INSTRUCTION:
Repeat the records from the line containing "of the foliage" through the line containing "pixel 42 18", keeping all their wording unchanged except that every x and y coordinate in the answers is scaled by 1.6 and rounded to a whole number, halves going up. Give only those lines.

EXTRACTED RECORDS:
## Begin
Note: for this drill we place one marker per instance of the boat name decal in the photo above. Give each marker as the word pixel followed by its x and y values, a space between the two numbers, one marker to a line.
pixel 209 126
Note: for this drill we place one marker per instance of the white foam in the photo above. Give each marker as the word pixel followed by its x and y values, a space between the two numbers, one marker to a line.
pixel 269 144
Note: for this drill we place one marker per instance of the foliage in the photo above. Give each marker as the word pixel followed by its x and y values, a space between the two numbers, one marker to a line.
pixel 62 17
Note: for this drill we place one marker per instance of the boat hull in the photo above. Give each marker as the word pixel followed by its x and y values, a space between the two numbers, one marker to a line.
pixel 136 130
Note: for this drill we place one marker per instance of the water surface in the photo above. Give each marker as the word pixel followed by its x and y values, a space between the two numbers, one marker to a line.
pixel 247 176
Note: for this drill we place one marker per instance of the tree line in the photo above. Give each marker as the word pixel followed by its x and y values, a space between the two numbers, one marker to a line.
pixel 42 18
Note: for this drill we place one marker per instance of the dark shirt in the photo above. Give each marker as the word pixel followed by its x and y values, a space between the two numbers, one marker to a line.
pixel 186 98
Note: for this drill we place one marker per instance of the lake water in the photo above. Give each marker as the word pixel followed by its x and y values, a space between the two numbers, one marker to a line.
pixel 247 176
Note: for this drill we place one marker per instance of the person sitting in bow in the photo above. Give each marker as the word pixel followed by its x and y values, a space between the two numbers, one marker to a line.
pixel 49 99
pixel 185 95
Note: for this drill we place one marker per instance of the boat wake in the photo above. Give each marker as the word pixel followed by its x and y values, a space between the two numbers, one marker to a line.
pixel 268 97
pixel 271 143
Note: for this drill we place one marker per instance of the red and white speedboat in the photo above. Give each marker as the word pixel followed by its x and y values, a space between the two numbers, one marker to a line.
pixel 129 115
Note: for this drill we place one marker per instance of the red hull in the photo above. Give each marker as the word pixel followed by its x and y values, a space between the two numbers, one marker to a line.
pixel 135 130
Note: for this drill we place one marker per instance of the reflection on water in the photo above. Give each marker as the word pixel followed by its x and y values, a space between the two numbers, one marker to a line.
## End
SOLUTION TO THE EXERCISE:
Note: for this drill we place one marker per instance of the foliage in the photo above. Give each marker as the word pixel followed by its x and y values, a space between the two numbers, one marker to a line.
pixel 99 27
Note: for this drill we place one marker per instance of the boat hull in the photo above. Give each marker as the word pixel followed by its x and y values, a space between the two numbers, one marker to a line.
pixel 218 208
Note: for this drill we place one marker per instance of the water surface in the photo above. Give each marker as the word pixel followed by its x and y values, a space between the two numbers, one marker to a line.
pixel 395 282
Note: for this drill we place one marker per instance of the tree line in the photo above. Give each marker as the word pixel followed by its x and y values, a space between the two numbers, one marker to a line.
pixel 67 29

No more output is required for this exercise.